### STUDY TEXT
Abstract
Angiogenesis and neovascularization are biological processes which take place in tissues and that are associated to an increase of the demands in oxygen and nutrients. In healthy adults these processes hardly ever occur. However, in disease conditions, such as inflammations or tumor developments, the VEGF (vascular endothelial growth factor), the signaling protein causing angiogenesis, is highly expressed. Under these circumstances new vessels and capillaries are rapidly formed. This new vasculature network is chaotic and has no normal structure, especially in the case of tumors.
The quantification of the angiogenesis is essential in order to assess the degree of tumor aggressiveness and the effectiveness of treatments. It is necessary to develop reliable and reproducible tools which are sensitive to early changes so that more individualized treatments can be used. In this sense, the pharmacokinetic modeling of perfusion magnetic resonance (MR) images is a valuable tool for the evaluation of the tissue microvascular properties, as it allows calculating parameters such as the capillary permeability, the extraction rate, the interstitial volume and the vascular volume. These models have been extensively used for the analysis of breast, liver and brain tumors; and they have also been proposed as accurate imaging biomarkers, both for the evaluation of a disease and a treatment.

### ACTIVITIES
• A. Copy the passage of the angiogenesis abstract from "The quantification of" to "and a treatment.", word for word.
• B. Answer these questions using the angiogenesis abstract:
(i) Which signaling protein causing angiogenesis is highly expressed in disease conditions?
(ii) How does the abstract describe the new vasculature network that forms?
(iii) For the analysis of which tumors have the pharmacokinetic models been extensively used?
• C. Extend the angiogenesis abstract by continuing it after its last sentence.

[Collected data]

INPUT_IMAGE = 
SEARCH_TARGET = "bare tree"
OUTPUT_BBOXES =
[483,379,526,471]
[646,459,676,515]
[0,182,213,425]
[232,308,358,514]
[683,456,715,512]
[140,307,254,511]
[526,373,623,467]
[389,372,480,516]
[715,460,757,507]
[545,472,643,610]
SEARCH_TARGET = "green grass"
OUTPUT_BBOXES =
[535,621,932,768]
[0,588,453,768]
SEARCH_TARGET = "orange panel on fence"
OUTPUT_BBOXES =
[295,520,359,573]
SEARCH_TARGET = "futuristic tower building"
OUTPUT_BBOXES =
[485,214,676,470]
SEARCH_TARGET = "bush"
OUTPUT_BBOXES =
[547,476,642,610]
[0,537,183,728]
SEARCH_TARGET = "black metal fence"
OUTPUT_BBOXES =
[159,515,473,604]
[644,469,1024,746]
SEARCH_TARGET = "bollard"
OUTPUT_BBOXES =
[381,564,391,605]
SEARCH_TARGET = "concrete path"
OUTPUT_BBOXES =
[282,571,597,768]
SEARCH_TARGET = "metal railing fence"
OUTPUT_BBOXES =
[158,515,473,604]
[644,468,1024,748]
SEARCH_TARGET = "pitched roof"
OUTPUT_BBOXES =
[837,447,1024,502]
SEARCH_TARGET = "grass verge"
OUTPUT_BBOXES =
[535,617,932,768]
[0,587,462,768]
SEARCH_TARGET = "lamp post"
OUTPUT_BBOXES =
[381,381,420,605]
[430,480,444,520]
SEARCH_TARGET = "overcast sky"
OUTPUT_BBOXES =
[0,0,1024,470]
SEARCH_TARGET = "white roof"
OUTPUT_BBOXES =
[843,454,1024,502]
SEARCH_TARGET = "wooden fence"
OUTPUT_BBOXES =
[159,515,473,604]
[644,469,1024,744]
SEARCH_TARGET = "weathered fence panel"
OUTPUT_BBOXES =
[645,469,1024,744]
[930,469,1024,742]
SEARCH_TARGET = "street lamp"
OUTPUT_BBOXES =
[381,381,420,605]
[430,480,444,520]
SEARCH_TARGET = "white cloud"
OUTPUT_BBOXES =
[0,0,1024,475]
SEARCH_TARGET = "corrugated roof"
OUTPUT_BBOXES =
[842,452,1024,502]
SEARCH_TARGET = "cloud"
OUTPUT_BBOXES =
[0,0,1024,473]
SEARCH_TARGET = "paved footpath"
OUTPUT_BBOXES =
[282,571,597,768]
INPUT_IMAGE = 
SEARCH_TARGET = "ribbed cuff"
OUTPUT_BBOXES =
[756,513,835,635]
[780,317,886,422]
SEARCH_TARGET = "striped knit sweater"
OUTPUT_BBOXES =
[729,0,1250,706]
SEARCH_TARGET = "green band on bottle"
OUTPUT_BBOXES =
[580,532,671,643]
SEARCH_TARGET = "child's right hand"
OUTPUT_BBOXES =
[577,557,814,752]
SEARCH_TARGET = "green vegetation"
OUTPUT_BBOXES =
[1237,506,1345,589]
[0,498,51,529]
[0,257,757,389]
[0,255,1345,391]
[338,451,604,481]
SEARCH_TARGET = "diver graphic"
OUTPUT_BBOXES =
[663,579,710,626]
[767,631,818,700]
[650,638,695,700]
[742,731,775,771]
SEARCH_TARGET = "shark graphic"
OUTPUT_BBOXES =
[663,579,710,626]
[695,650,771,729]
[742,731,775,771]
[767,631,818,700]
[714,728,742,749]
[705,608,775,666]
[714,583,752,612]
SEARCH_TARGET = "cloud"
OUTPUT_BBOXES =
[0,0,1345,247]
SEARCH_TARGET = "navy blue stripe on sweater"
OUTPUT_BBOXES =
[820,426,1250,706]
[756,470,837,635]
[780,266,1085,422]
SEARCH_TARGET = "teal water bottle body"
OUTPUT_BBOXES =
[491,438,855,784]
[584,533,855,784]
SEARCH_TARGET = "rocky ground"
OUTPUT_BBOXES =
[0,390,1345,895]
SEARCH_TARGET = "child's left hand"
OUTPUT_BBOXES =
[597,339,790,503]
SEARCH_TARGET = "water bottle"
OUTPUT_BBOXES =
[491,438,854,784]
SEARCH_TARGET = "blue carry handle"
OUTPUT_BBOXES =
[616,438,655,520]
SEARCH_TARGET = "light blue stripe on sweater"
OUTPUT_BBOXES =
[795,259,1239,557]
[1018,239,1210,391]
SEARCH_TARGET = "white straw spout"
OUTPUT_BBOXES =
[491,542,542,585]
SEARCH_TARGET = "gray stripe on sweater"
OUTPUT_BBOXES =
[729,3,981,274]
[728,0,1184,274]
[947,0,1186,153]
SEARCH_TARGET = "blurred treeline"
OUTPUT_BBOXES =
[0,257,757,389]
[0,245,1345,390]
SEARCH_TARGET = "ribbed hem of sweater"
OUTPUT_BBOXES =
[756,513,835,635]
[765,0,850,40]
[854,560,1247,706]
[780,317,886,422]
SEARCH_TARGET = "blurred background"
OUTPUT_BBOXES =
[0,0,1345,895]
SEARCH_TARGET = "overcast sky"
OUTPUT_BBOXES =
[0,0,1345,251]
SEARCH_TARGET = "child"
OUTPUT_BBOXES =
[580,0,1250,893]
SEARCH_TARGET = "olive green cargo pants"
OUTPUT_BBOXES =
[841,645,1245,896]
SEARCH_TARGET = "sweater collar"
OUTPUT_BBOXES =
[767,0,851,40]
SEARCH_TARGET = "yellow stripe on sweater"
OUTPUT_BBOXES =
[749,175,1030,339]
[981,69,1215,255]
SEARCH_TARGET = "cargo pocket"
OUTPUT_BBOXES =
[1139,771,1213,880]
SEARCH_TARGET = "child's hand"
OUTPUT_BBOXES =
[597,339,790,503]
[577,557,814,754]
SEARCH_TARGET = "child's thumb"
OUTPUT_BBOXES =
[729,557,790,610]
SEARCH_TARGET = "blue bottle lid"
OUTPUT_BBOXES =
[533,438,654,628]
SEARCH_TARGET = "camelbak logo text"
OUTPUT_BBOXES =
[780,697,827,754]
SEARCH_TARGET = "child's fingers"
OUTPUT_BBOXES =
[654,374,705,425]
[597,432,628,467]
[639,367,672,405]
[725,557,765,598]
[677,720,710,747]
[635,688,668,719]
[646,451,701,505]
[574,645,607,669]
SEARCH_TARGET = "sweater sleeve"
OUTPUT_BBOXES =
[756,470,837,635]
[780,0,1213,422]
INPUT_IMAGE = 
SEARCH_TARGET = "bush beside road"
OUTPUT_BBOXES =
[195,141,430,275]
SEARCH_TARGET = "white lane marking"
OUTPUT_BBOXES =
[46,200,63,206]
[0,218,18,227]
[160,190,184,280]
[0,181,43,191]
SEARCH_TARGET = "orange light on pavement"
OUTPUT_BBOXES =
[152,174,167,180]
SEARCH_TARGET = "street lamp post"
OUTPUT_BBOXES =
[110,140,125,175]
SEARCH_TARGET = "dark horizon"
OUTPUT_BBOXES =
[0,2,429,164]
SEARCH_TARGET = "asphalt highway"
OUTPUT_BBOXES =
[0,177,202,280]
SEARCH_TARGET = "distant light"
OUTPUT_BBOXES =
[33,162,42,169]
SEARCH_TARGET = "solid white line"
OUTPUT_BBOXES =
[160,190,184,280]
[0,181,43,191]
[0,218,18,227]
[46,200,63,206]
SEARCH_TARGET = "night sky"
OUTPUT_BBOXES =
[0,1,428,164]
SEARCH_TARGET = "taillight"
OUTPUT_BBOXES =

### TASK-BY-TASK RESULTS
• A.
The quantification of the angiogenesis is essential in order to assess the degree of tumor aggressiveness and the effectiveness of treatments. It is necessary to develop reliable and reproducible tools which are sensitive to early changes so that more individualized treatments can be used. In this sense, the pharmacokinetic modeling of perfusion magnetic resonance (MR) images is a valuable tool for the evaluation of the tissue microvascular properties, as it allows calculating parameters such as the capillary permeability, the extraction rate, the interstitial volume and the vascular volume. These models have been extensively used for the analysis of breast, liver and brain tumors; and they have also been proposed as accurate imaging biomarkers, both for the evaluation of a disease and a treatment.

• B.
(i) VEGF (vascular endothelial growth factor)
(ii) It is chaotic and has no normal structure, especially in the case of tumors.
(iii) Breast, liver and brain tumors

• C.
In this thesis, new methodological developments and clinical applications are proposed. Regarding methodological developments, firstly a new model approached is proposed to assess arterial vascularization, based on the introduction an arterial index which quantifies the degree of arterial vascularization of any tissue in comparison to a reference arterial enhancement curve. Secondly, a temporal filter is proposed in order to improve the quality of the enhancement curves. Finally, a set of visualization and statistical tools is also introduced in order to improve the analysis of the results.
Regarding clinical applications, the pharmacokinetic models are implemented and applied in novel scenarios, such as the treatment of the ovarian hyperstimulation syndrome, the assessment of cartilage degeneration and the treatment of osteoarthritis. Then, further applications on the assessment of the arterial contribution of the hepatocellular carcinoma and the multivariate analysis of grade-IV astrocytomas are presented. Finally, the influence of the magnetic field strength on the pharmacokinetic parameters is also assessed.
The proposed developments and clinical applications have shown good results, as they improved the amount of information and the accuracy of the pharmacokinetic models, providing further knowledge for a better assessment of both disease and treatment effects. The new clinical applications have demonstrated the potential and the effectiveness of the pharmacokinetic parameters as imaging biomarkers extracted from perfusion MR images.